REQUIRED TASK 1
According to the article about Ehud Barak, in what year is Mr Netanyahu's term scheduled to end?
REQUIRED TASK 2
Reproduce the stretch of the article about Ehud Barak from "Ehud Barak, the" through "with the Palestinians.".

Ehud Barak, the leader of Israel's opposition Labour party, is certain that the government of Prime Minister Benjamin Netanyahu is about to fall. He's so certain, in fact, that he has ordered all his party activists to prepare for general elections next year, even though Mr Netanyahu's term is scheduled to end only in the year 2000.
What's more, Mr Barak, his country's most decorated military veteran, is so confident of victory that he's already been holding press conferences setting out what he'll do once elected - how he'll forge a "unity coalition" with members from across the political mainstream, how he'll impose national service on the draft-dodging ultra-Orthodox community and, most importantly, how he'll rebuild the shattered peace process with the Palestinians.
An intelligent, pragmatic man, who endorses the late premier Yitzhak Rabin's reasoning about the security benefits to Israel of well-founded peace treaties with the Palestinians and the Syrians, Mr Barak would probably make a highly competent prime minister. Unfortunately, however, his confidence in his own imminent election to the position may well be misplaced. For one thing, Mr Netanyahu may not be about to fall. For another, if he does, it may not be Mr Barak who would replace him.
The past 12 months have been thoroughly depressing for those, inside the region and observing from outside, who had hoped that the Oslo peace process begun by Mr Rabin and Yasser Arafat in 1993 could survive Mr Netanyahu's arrival at the prime minister's office in Jerusalem. If the year began with a hint of optimism, when the Likud leader reached an accord with Mr Arafat that saw Israeli troops withdraw from most of Hebron, the last Israeli-controlled city in the West Bank, it was downhill all the way after that.
US diplomats now privately acknowledge that they took their "eye off the ball" in the mild euphoria that followed the implementation of the Hebron deal. Instead of keeping up the pressure - on Mr Netanyahu to hand over more occupied land to the Palestinians; on Mr Arafat to keep a tight rein on the Islamic extremists of Hamas and Islamic Jihad - they allowed peace efforts to lose momentum. Mr Netanyahu slipped away to approve a new Jewish neighbourhood at Har Homah, on the southern edge of Jerusalem adjoining Bethlehem, Mr Arafat cut off peace talks, and the extremists, as ever, slipped into the vacuum: the Islamic radicals staged suicide bombings in Tel Aviv and Jerusalem (twice), in turn spurring settlers and their advocates to demand and gain government support for thousands more new Jewish homes on West Bank land.

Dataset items
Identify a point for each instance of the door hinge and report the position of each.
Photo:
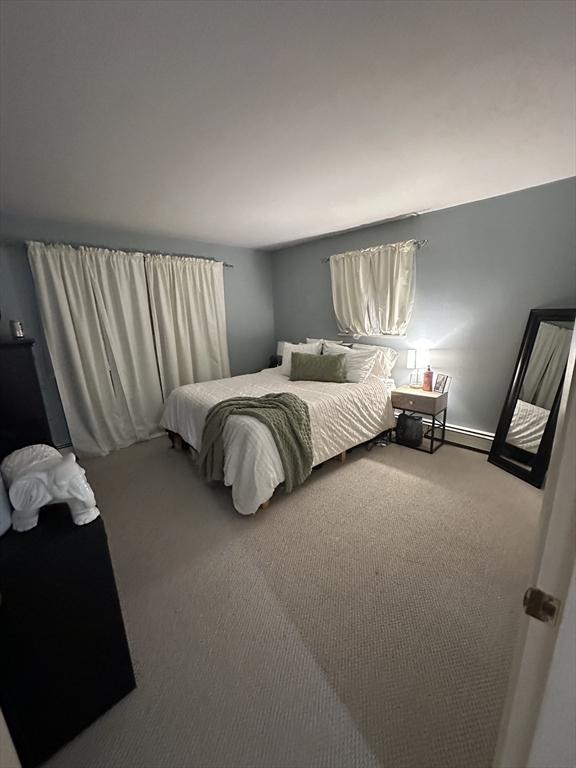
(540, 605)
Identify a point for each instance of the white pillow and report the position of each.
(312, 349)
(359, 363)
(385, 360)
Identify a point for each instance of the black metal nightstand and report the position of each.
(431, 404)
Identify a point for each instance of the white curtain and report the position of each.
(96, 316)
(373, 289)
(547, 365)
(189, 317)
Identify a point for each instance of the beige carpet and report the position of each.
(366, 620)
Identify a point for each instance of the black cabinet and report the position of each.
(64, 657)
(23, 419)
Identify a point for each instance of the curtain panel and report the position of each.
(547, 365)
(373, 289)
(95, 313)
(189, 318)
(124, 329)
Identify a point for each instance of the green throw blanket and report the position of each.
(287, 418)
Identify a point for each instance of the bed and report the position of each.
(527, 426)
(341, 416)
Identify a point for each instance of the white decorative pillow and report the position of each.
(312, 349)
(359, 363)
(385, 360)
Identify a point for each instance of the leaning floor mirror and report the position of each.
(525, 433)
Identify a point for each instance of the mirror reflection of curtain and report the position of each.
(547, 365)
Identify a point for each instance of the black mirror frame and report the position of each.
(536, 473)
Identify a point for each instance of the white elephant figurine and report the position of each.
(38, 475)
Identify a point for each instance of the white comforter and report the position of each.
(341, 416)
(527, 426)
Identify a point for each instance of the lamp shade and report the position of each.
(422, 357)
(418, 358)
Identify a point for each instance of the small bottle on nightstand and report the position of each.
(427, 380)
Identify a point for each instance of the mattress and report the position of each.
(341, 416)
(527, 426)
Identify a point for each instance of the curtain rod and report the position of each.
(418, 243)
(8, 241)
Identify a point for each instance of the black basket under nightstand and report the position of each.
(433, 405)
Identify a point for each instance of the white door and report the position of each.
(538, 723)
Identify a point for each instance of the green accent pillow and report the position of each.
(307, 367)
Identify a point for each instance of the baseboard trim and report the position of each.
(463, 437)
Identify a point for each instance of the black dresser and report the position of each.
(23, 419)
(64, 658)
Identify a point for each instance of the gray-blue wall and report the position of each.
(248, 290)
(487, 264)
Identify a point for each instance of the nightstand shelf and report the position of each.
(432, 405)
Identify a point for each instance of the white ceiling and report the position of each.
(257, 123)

COMPLETE ANSWER 1
The year 2000.

COMPLETE ANSWER 2
Ehud Barak, the leader of Israel's opposition Labour party, is certain that the government of Prime Minister Benjamin Netanyahu is about to fall. He's so certain, in fact, that he has ordered all his party activists to prepare for general elections next year, even though Mr Netanyahu's term is scheduled to end only in the year 2000.
What's more, Mr Barak, his country's most decorated military veteran, is so confident of victory that he's already been holding press conferences setting out what he'll do once elected - how he'll forge a "unity coalition" with members from across the political mainstream, how he'll impose national service on the draft-dodging ultra-Orthodox community and, most importantly, how he'll rebuild the shattered peace process with the Palestinians.